# INFORMATION SUPPLIED
= Beginning of Section =

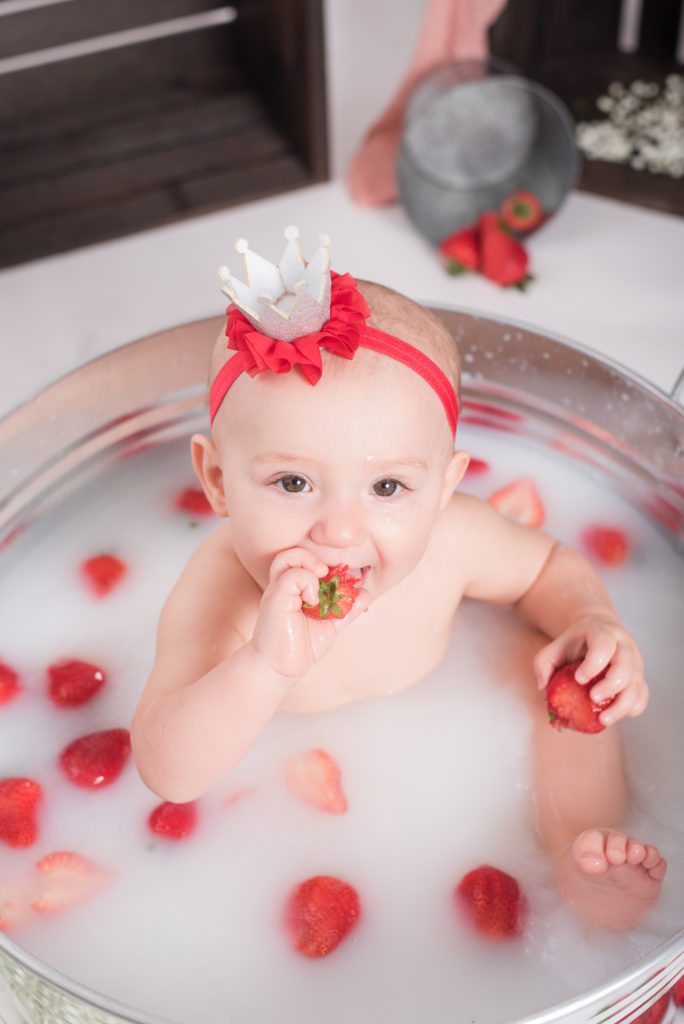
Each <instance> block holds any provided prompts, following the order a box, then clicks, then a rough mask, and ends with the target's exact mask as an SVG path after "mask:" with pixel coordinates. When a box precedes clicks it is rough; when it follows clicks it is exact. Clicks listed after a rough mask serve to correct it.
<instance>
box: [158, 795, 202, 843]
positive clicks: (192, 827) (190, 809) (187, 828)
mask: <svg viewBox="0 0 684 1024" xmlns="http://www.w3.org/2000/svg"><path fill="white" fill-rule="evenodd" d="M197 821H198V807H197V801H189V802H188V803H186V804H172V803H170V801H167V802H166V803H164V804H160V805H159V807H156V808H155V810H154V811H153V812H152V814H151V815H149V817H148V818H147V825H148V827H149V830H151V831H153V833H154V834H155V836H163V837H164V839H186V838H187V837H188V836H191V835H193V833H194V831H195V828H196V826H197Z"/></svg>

= End of Section =
= Beginning of Section =

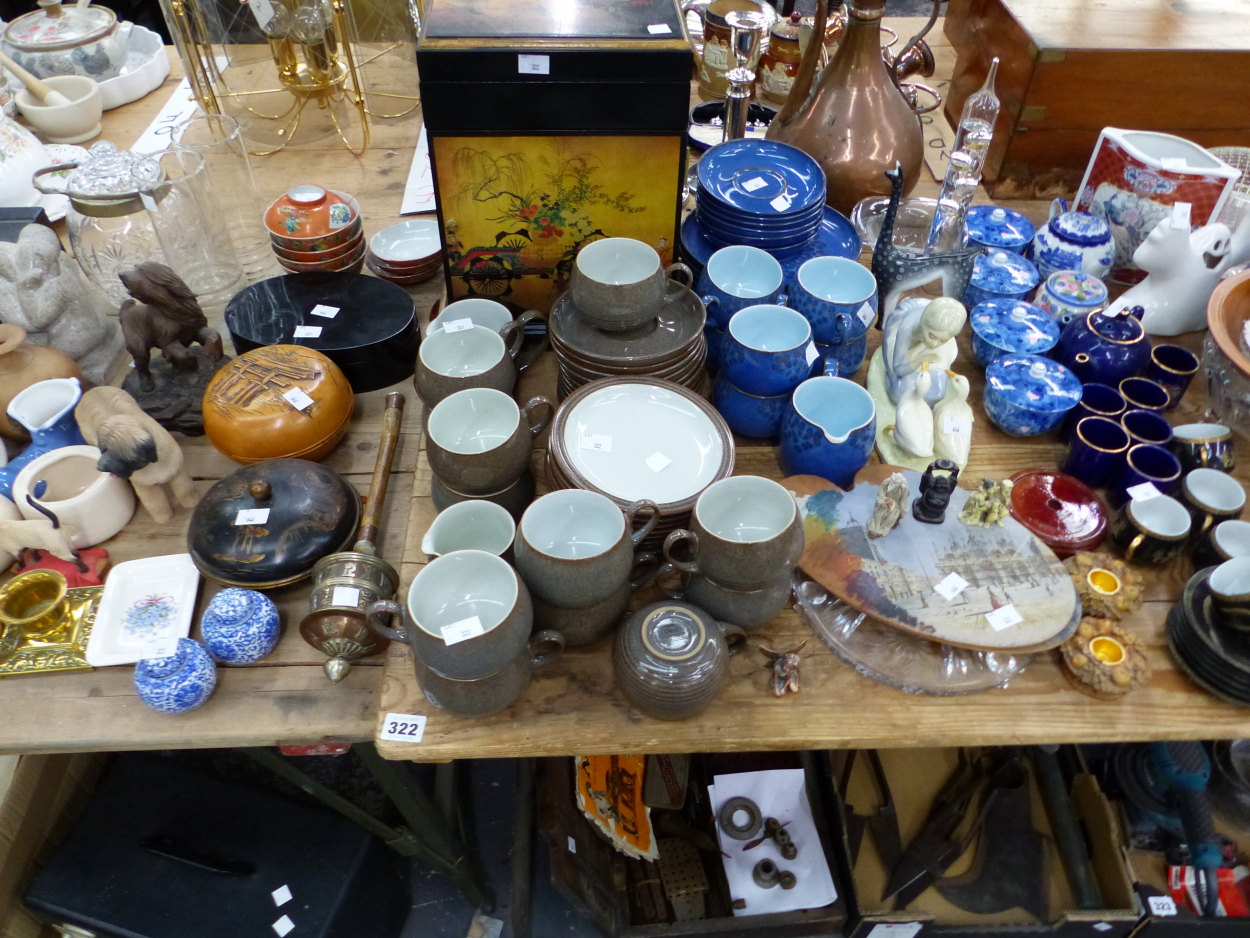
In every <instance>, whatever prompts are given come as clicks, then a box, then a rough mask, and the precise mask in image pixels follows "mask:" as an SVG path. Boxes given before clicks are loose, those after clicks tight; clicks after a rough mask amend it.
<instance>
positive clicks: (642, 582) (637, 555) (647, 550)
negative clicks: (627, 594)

= End of Section =

# WORK TO BE COMPLETED
Of all the entries above, repeat only the lines from the line that has "positive clicks: (642, 582)" to the line that has "negative clicks: (627, 594)", both lines included, exactly.

# ANSWER TO THIS EXERCISE
positive clicks: (642, 582) (637, 555) (647, 550)
negative clicks: (627, 594)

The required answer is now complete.